Written problem 1
In the rows below, write out everything from the line containing "Objective — one point per instance of the smoldering" down to the last row, requests included, and add 55 to every pixel coordinate in the answers.

Text excerpt

The Next Saberhagen

August 7, 2020
 
To date, Nate Pearson has lived up to his hype as a first-line starter capable of reaching triple digits on the radar gun. Over in Los Angeles, Dustin May’s fastball, though a touch slower, has a lateral movement that defies physics. With a lot of established aces on the injured list, these young pitchers are giving us a reason to enjoy the strange 2020 baseball season.
 
You can have the gunners. For my money, the best young pitcher in baseball is Aaron Civale, a twenty-five year old righthander with Cleveland. Civale does not have a vaunted pedigree: he was a third-round pick in the 2016 draft, and while he had a strong season moving from Double-A to the majors last year, he is not currently recognized as a star in the making.
 
Don’t sleep on him: Aaron Civale going to be a great one
 
Civale does not posses a blow-them-away fastball: his fastball typically sits around 92-93, and his splitter hits 88. What he possesses, instead, is an uncanny ability to throw four pitches exactly where he is meant to throw them. If he needs to throw a fastball up and in to a left-hander, he can get it there. If he needs to throw a curveball for a first-pitch strike, he can do it. If a pitch needs to be in the dirt, it will be there, and if it needs to be close enough to get a chase, he'll get it there. He has the ability to throw four pitches in any count and make any of them go exacrtly where they need to go.
 
This is a tremendous asset. But Civale has two other traits that make me very optimistic about his future.  
 
The first is that Civale has a profound aversion to working behind in the count. I have forgotten the tally from his first start against the White Sox (and I am not going to look it up now) but Civale started 0-2 or 1-2 against about 75% of the hitters he faced. The same trend carried into Minnesota.
 
This is a tremendous advantage, because when a hitter is behind in the count against Civale, they are forced into a guessing game. Curveball or splitter? Off the plate away or in and down? It’s a guess.
 
Civale was not much of a strikeout pitcher in the minors, but he has notched 18 strikeouts over 12 innings this year. Eighteen strikeouts…and one walk. It is, admittedly, a small sample, and I don’t think that Civale will wind up ever leading the league in strikeouts. But I expect him to have seasons where he has the best strikeout-to-walk ratio.
 
The other reason I’m optimistic about Civale is his response after a hitter makes the right guess, and knocks one out.
 
Tim Anderson was the first hitter to homer off Civale this year. The White Sox batting champ had struck out in his first at-bat against Civale, but he caught a hanger and bounced one off a cardboard cutout in center-right.
 
Civale took a breath and then struck out Yoan Moncada – on three pitches – to end the inning.
 
The same thing happened after Mitch Garver took him deep in Minnesota. Garver, batting in the first, got into a 2-2 count before Jorge Polanco got thrown out trying to steal second. Given a re-do in the second, Garver worked the count full before hitting his first homerun of the season.
 
Civale struck out the next batter, Luis Arraez. Three pitches. Then he whiffed Miguel Sano.
 
Well…what does that matter?
 
It matters because it shows confidence. Civale pitches with confidence.

Written problem 2
Set down word for word the part of the baseball article above that runs from "The same thing" down to "of the season.".

[Part of a data file]

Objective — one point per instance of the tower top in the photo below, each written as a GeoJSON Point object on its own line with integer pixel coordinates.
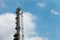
{"type": "Point", "coordinates": [18, 9]}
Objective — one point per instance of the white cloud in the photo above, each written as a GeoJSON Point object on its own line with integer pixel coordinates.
{"type": "Point", "coordinates": [7, 25]}
{"type": "Point", "coordinates": [55, 12]}
{"type": "Point", "coordinates": [41, 4]}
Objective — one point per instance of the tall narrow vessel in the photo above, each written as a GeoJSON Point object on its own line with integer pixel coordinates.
{"type": "Point", "coordinates": [19, 35]}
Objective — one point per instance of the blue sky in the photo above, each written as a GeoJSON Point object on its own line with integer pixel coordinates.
{"type": "Point", "coordinates": [47, 12]}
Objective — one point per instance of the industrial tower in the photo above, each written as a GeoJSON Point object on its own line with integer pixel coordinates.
{"type": "Point", "coordinates": [19, 35]}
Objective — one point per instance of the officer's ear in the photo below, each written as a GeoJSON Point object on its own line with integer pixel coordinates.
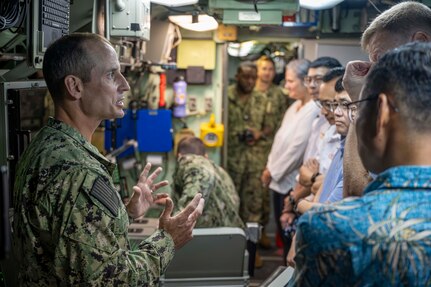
{"type": "Point", "coordinates": [74, 86]}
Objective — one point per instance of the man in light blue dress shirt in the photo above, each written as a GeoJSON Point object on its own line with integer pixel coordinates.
{"type": "Point", "coordinates": [382, 238]}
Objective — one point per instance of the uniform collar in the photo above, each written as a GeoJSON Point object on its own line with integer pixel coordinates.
{"type": "Point", "coordinates": [78, 137]}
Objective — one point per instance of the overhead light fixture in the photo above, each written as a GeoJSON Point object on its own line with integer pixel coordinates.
{"type": "Point", "coordinates": [174, 3]}
{"type": "Point", "coordinates": [195, 22]}
{"type": "Point", "coordinates": [318, 5]}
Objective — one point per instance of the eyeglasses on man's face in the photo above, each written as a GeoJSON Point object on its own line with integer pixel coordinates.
{"type": "Point", "coordinates": [332, 106]}
{"type": "Point", "coordinates": [317, 80]}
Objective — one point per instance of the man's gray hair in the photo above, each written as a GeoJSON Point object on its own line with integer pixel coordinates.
{"type": "Point", "coordinates": [402, 19]}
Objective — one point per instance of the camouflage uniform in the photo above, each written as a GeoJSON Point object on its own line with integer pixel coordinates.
{"type": "Point", "coordinates": [70, 226]}
{"type": "Point", "coordinates": [197, 174]}
{"type": "Point", "coordinates": [277, 106]}
{"type": "Point", "coordinates": [245, 162]}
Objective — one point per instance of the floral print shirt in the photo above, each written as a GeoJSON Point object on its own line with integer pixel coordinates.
{"type": "Point", "coordinates": [380, 239]}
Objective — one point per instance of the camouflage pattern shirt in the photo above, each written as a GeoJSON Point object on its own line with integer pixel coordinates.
{"type": "Point", "coordinates": [253, 113]}
{"type": "Point", "coordinates": [197, 174]}
{"type": "Point", "coordinates": [70, 226]}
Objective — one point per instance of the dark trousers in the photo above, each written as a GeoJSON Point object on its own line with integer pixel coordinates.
{"type": "Point", "coordinates": [278, 200]}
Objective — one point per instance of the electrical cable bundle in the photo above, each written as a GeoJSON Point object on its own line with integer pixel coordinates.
{"type": "Point", "coordinates": [10, 14]}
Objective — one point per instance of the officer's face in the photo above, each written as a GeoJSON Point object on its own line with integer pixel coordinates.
{"type": "Point", "coordinates": [103, 96]}
{"type": "Point", "coordinates": [294, 85]}
{"type": "Point", "coordinates": [315, 75]}
{"type": "Point", "coordinates": [266, 71]}
{"type": "Point", "coordinates": [246, 79]}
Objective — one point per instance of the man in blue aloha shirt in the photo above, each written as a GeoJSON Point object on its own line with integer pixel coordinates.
{"type": "Point", "coordinates": [384, 237]}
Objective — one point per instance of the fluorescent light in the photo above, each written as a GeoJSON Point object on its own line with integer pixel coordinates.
{"type": "Point", "coordinates": [174, 3]}
{"type": "Point", "coordinates": [204, 22]}
{"type": "Point", "coordinates": [318, 5]}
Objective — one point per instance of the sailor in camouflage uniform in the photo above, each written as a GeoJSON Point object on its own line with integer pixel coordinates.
{"type": "Point", "coordinates": [249, 125]}
{"type": "Point", "coordinates": [195, 173]}
{"type": "Point", "coordinates": [70, 226]}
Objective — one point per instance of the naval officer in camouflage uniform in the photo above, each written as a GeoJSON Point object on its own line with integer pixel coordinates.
{"type": "Point", "coordinates": [249, 126]}
{"type": "Point", "coordinates": [70, 226]}
{"type": "Point", "coordinates": [195, 173]}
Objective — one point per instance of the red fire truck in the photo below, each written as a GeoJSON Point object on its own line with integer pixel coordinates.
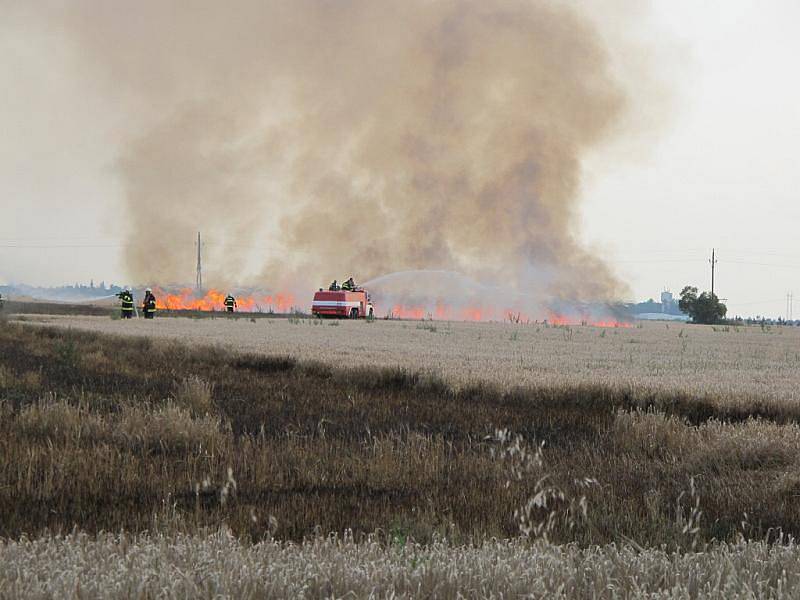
{"type": "Point", "coordinates": [343, 304]}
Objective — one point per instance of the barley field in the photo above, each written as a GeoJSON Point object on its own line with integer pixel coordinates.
{"type": "Point", "coordinates": [725, 362]}
{"type": "Point", "coordinates": [230, 458]}
{"type": "Point", "coordinates": [219, 566]}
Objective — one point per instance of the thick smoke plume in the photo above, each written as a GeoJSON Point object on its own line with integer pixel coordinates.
{"type": "Point", "coordinates": [330, 138]}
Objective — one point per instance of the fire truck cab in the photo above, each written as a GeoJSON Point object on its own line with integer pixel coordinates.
{"type": "Point", "coordinates": [342, 304]}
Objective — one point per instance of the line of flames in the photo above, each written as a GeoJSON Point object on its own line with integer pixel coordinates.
{"type": "Point", "coordinates": [186, 299]}
{"type": "Point", "coordinates": [214, 300]}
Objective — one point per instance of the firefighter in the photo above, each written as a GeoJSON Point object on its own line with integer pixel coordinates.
{"type": "Point", "coordinates": [230, 303]}
{"type": "Point", "coordinates": [126, 303]}
{"type": "Point", "coordinates": [149, 304]}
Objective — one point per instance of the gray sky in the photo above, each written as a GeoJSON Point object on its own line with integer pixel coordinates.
{"type": "Point", "coordinates": [714, 168]}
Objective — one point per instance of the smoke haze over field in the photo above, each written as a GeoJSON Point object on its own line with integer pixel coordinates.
{"type": "Point", "coordinates": [355, 137]}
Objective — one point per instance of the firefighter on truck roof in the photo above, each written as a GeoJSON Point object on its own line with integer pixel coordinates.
{"type": "Point", "coordinates": [126, 303]}
{"type": "Point", "coordinates": [149, 304]}
{"type": "Point", "coordinates": [230, 303]}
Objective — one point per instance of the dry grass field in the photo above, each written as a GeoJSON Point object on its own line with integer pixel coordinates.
{"type": "Point", "coordinates": [723, 362]}
{"type": "Point", "coordinates": [667, 458]}
{"type": "Point", "coordinates": [219, 566]}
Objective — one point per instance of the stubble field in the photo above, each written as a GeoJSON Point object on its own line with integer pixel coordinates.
{"type": "Point", "coordinates": [668, 458]}
{"type": "Point", "coordinates": [732, 364]}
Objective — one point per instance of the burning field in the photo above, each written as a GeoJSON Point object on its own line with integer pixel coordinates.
{"type": "Point", "coordinates": [214, 300]}
{"type": "Point", "coordinates": [416, 295]}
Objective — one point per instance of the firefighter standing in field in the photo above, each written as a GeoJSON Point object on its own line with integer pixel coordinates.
{"type": "Point", "coordinates": [230, 303]}
{"type": "Point", "coordinates": [149, 304]}
{"type": "Point", "coordinates": [126, 303]}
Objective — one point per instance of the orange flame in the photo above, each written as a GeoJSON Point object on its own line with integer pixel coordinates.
{"type": "Point", "coordinates": [185, 299]}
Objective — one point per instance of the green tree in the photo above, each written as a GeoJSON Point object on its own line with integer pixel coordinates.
{"type": "Point", "coordinates": [705, 308]}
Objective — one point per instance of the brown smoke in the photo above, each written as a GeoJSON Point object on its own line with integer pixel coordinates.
{"type": "Point", "coordinates": [365, 136]}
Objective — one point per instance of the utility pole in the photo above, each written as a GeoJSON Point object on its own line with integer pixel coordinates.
{"type": "Point", "coordinates": [199, 282]}
{"type": "Point", "coordinates": [713, 262]}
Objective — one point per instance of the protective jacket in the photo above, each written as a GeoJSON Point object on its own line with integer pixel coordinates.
{"type": "Point", "coordinates": [149, 305]}
{"type": "Point", "coordinates": [126, 302]}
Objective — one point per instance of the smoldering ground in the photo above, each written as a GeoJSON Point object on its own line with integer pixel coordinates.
{"type": "Point", "coordinates": [313, 139]}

Task result 1
Objective — one point per instance of the smoldering ground in the photo above, each written as a GeoJSON Point object on its own line with integer pixel coordinates.
{"type": "Point", "coordinates": [368, 194]}

Task result 2
The same thing happened after Mitch Garver took him deep in Minnesota. Garver, batting in the first, got into a 2-2 count before Jorge Polanco got thrown out trying to steal second. Given a re-do in the second, Garver worked the count full before hitting his first homerun of the season.